> **Source material**:
§

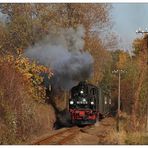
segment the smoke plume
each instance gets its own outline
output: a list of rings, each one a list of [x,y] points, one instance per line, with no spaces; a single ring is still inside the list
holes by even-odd
[[[44,40],[30,47],[25,55],[32,60],[51,67],[54,87],[70,89],[79,81],[88,79],[92,73],[93,58],[83,51],[84,28],[59,29]]]

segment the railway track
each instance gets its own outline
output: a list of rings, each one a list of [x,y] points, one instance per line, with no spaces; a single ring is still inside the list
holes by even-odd
[[[89,126],[86,126],[83,129],[87,129],[87,128],[89,128]],[[37,141],[34,141],[31,144],[33,145],[47,145],[47,144],[48,145],[54,145],[54,144],[63,145],[63,144],[66,144],[66,142],[73,139],[78,134],[78,132],[81,131],[81,129],[82,128],[79,128],[76,126],[72,128],[64,129],[55,134],[52,134],[42,139],[39,139]]]
[[[116,144],[116,138],[110,140],[110,134],[115,132],[115,120],[103,119],[95,125],[85,127],[62,128],[51,131],[31,142],[32,145],[66,145],[66,144]],[[110,141],[108,141],[108,139]],[[113,141],[112,141],[113,140]]]

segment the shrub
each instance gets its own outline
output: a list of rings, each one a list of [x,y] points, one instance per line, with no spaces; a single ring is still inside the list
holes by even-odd
[[[51,76],[52,73],[22,55],[10,54],[0,59],[0,69],[0,143],[20,144],[43,129],[46,119],[38,122],[40,117],[37,116],[38,106],[45,98],[39,74],[48,72]],[[46,111],[49,118],[49,110]]]

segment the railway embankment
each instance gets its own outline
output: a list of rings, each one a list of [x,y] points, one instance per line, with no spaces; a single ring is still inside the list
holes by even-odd
[[[115,119],[108,117],[97,122],[95,125],[86,127],[75,126],[52,131],[49,134],[32,141],[31,144],[104,145],[124,144],[124,142],[116,132]]]
[[[129,132],[125,130],[126,123],[120,120],[120,130],[117,131],[116,118],[107,117],[95,125],[71,128],[61,128],[49,131],[30,144],[33,145],[125,145],[147,144],[147,133]]]

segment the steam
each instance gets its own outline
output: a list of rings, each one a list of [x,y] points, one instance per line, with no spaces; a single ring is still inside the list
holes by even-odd
[[[27,49],[25,55],[32,60],[51,67],[51,80],[55,88],[70,89],[79,81],[88,79],[92,73],[93,58],[84,52],[84,28],[59,29],[44,40]]]

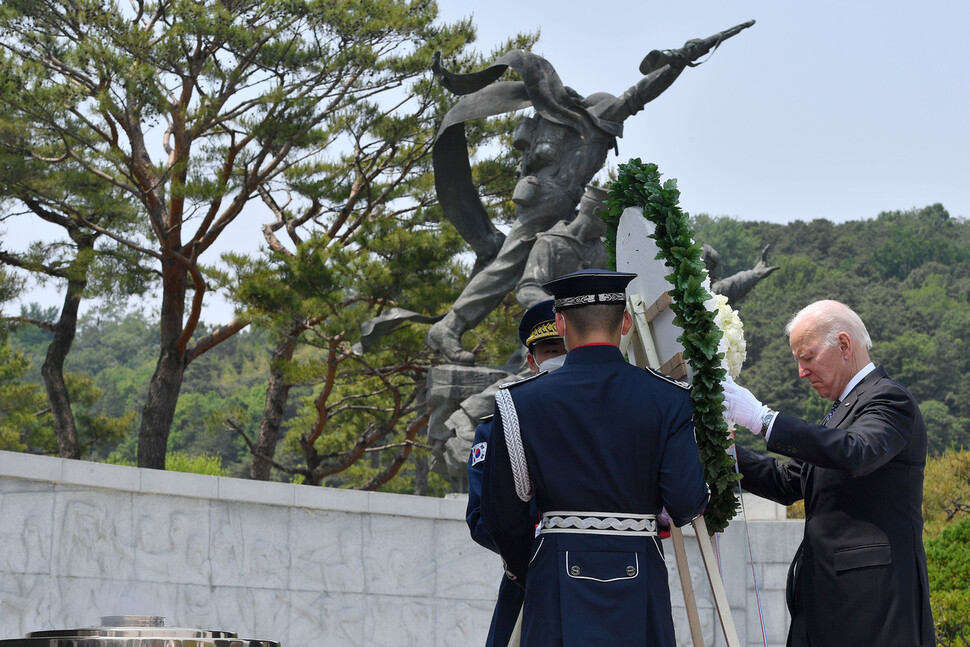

§

> **Activity**: Determine the number of lines in these entries that contain the word "railway", and write only that number.

> **Task solution**: 2